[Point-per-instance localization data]
+===+
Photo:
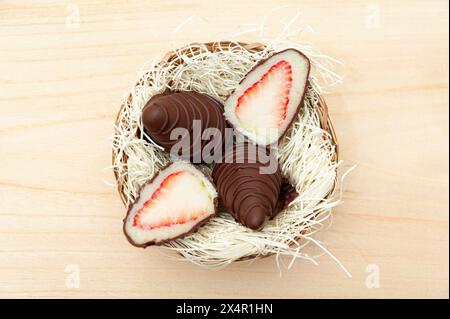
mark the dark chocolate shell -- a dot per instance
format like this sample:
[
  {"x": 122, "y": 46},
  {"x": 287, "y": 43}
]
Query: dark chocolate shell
[
  {"x": 247, "y": 187},
  {"x": 166, "y": 112}
]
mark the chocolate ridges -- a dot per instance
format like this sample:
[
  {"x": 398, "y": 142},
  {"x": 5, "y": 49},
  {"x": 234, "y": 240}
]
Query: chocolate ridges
[
  {"x": 245, "y": 190},
  {"x": 165, "y": 112}
]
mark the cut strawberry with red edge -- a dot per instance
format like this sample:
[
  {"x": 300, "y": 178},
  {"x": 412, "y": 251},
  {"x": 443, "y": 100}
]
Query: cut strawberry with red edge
[
  {"x": 174, "y": 203},
  {"x": 267, "y": 100}
]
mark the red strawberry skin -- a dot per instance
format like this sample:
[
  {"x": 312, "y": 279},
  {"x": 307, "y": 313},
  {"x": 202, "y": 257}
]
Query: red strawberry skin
[
  {"x": 285, "y": 69},
  {"x": 267, "y": 100},
  {"x": 174, "y": 203}
]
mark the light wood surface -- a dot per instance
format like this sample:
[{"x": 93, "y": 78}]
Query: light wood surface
[{"x": 61, "y": 83}]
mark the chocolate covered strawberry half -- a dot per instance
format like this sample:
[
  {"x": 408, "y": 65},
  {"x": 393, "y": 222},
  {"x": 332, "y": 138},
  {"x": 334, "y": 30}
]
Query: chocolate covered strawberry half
[
  {"x": 178, "y": 200},
  {"x": 267, "y": 100}
]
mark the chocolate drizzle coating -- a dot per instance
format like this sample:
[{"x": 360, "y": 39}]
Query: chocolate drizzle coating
[
  {"x": 248, "y": 194},
  {"x": 170, "y": 110}
]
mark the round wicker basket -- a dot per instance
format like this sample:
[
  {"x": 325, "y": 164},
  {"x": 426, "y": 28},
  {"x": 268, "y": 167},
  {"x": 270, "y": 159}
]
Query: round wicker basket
[{"x": 174, "y": 57}]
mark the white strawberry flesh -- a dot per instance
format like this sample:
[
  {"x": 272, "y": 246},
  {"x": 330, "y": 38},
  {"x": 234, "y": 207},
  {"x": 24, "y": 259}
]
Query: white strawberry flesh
[{"x": 268, "y": 98}]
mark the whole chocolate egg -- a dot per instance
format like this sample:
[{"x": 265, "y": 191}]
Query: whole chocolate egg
[
  {"x": 187, "y": 115},
  {"x": 248, "y": 188}
]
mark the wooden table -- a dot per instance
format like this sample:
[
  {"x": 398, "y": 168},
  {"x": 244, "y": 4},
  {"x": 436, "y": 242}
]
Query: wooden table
[{"x": 64, "y": 68}]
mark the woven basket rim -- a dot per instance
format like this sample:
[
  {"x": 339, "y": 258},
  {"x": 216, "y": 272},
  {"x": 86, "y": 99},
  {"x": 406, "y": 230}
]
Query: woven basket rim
[{"x": 325, "y": 121}]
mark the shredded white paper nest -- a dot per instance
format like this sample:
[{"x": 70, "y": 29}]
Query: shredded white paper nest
[{"x": 306, "y": 157}]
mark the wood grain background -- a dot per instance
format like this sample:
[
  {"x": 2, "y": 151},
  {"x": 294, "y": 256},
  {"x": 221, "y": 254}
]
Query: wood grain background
[{"x": 61, "y": 83}]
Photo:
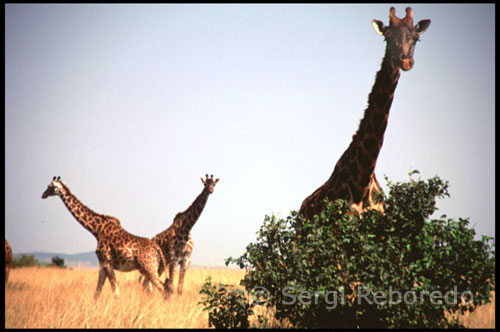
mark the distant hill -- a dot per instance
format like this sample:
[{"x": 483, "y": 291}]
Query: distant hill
[
  {"x": 84, "y": 259},
  {"x": 89, "y": 259}
]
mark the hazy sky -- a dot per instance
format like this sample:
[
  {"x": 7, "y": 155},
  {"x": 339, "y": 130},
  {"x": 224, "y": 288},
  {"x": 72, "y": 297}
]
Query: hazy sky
[{"x": 132, "y": 104}]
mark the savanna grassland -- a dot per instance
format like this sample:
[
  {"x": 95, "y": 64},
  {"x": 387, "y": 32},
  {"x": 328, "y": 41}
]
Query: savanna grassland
[{"x": 44, "y": 297}]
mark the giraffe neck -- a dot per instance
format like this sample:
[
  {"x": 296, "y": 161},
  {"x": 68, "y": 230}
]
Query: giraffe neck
[
  {"x": 184, "y": 221},
  {"x": 366, "y": 144},
  {"x": 90, "y": 220}
]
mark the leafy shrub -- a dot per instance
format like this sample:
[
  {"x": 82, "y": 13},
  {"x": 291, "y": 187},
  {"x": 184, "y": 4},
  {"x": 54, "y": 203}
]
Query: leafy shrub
[
  {"x": 396, "y": 270},
  {"x": 24, "y": 261},
  {"x": 227, "y": 306},
  {"x": 58, "y": 261}
]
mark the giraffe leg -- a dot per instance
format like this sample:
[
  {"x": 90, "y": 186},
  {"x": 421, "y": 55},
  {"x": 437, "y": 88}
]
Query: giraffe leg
[
  {"x": 150, "y": 273},
  {"x": 110, "y": 273},
  {"x": 146, "y": 285},
  {"x": 100, "y": 282},
  {"x": 184, "y": 265},
  {"x": 169, "y": 282}
]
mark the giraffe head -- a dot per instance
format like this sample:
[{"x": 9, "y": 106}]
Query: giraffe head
[
  {"x": 401, "y": 36},
  {"x": 209, "y": 182},
  {"x": 54, "y": 188}
]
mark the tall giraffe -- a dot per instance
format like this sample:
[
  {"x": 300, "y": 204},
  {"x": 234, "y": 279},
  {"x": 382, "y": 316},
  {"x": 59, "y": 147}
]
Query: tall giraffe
[
  {"x": 8, "y": 260},
  {"x": 176, "y": 241},
  {"x": 117, "y": 249},
  {"x": 353, "y": 178}
]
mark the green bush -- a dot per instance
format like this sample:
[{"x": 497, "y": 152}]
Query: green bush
[
  {"x": 58, "y": 261},
  {"x": 396, "y": 270},
  {"x": 24, "y": 261}
]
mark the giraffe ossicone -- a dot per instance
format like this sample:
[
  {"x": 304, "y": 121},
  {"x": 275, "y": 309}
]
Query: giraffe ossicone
[{"x": 353, "y": 177}]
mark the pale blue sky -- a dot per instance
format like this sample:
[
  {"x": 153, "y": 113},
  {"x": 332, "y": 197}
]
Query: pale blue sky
[{"x": 132, "y": 104}]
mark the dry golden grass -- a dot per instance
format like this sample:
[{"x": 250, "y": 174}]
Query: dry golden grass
[
  {"x": 482, "y": 317},
  {"x": 63, "y": 298}
]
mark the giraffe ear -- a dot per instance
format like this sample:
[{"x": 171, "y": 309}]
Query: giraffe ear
[
  {"x": 422, "y": 26},
  {"x": 379, "y": 27}
]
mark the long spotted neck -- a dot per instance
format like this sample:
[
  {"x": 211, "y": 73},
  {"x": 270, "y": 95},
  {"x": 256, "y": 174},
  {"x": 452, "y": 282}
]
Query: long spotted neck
[
  {"x": 364, "y": 149},
  {"x": 184, "y": 221},
  {"x": 85, "y": 216}
]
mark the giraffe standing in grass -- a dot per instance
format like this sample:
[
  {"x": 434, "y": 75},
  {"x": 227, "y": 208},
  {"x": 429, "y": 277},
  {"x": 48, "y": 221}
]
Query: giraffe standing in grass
[
  {"x": 176, "y": 241},
  {"x": 353, "y": 178},
  {"x": 8, "y": 260},
  {"x": 117, "y": 249}
]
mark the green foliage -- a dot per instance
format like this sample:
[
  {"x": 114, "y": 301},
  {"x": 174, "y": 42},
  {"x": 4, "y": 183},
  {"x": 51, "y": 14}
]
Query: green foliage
[
  {"x": 24, "y": 261},
  {"x": 228, "y": 306},
  {"x": 58, "y": 261},
  {"x": 397, "y": 270}
]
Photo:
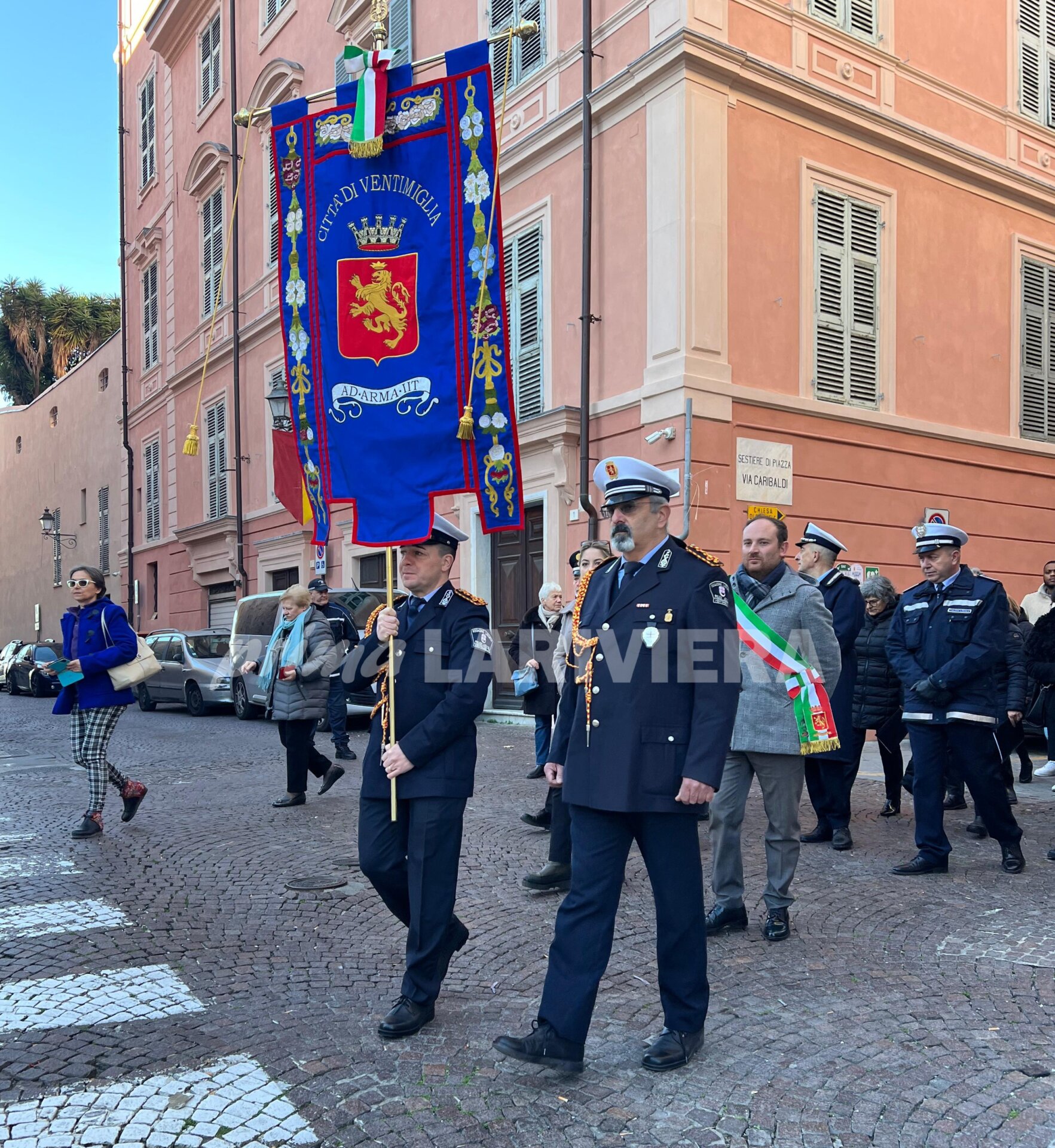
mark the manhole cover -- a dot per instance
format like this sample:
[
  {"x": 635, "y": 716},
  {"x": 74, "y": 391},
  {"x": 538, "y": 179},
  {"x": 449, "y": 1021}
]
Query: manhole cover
[{"x": 309, "y": 883}]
+===+
## [ASSIGNMENT]
Every line from the one with "Query: cut strawberry with red edge" through the one with "mark the distant hill -- a dot per instance" is to be reproduced exactly as written above, and the pictures are to be dropped.

## [RESPONSE]
Query: cut strawberry with red edge
[
  {"x": 174, "y": 203},
  {"x": 267, "y": 100}
]
mark the red strawberry skin -- a dot per instance
format like this sample:
[
  {"x": 312, "y": 279},
  {"x": 307, "y": 313},
  {"x": 202, "y": 257}
]
Query: red strawberry skin
[
  {"x": 285, "y": 69},
  {"x": 267, "y": 100},
  {"x": 174, "y": 203}
]
mark the light wood surface -- a dot per instance
format like this sample:
[{"x": 93, "y": 78}]
Query: light wood surface
[{"x": 61, "y": 83}]
mark the chocolate covered strawberry half -- a dot per instance
format like this sample:
[
  {"x": 408, "y": 65},
  {"x": 393, "y": 222},
  {"x": 332, "y": 138},
  {"x": 334, "y": 30}
]
Query: chocolate covered strawberry half
[
  {"x": 178, "y": 200},
  {"x": 267, "y": 100}
]
mark the chocolate drizzle coating -- a dot per instance
format like this sample:
[{"x": 360, "y": 39}]
Query: chocolate drizzle coating
[
  {"x": 248, "y": 194},
  {"x": 170, "y": 110}
]
mark the round wicker basket -- a dot per instance
format like this sample:
[
  {"x": 325, "y": 164},
  {"x": 426, "y": 28},
  {"x": 268, "y": 167},
  {"x": 270, "y": 159}
]
Query: round wicker basket
[{"x": 174, "y": 57}]
mark the white strawberry flesh -- a dot per instance
format like this sample:
[
  {"x": 272, "y": 246},
  {"x": 330, "y": 38},
  {"x": 234, "y": 207},
  {"x": 24, "y": 259}
]
Query: white strawberry flesh
[{"x": 268, "y": 98}]
mark the whole chocolate egg -- a dot per instance
format like this sample:
[{"x": 265, "y": 191}]
Query: whole chocolate egg
[
  {"x": 187, "y": 115},
  {"x": 248, "y": 188}
]
mark the wooden table -- a dot per instance
format like this sample:
[
  {"x": 398, "y": 168},
  {"x": 244, "y": 4},
  {"x": 436, "y": 242}
]
Query: wooden table
[{"x": 64, "y": 68}]
mark the woven basket rim -- a dot per instance
format like this sample:
[
  {"x": 339, "y": 258},
  {"x": 216, "y": 272},
  {"x": 86, "y": 99},
  {"x": 406, "y": 230}
]
Query: woven basket rim
[{"x": 325, "y": 121}]
mark the shredded white paper nest -- a dot per instance
format like this sample:
[{"x": 70, "y": 29}]
Query: shredded white paper nest
[{"x": 306, "y": 157}]
mark the wood grain background -- a dot per instance
format like this sample:
[
  {"x": 2, "y": 151},
  {"x": 294, "y": 256},
  {"x": 221, "y": 254}
]
Query: wood grain background
[{"x": 61, "y": 83}]
Photo:
mark the distant hill -- a dot per instance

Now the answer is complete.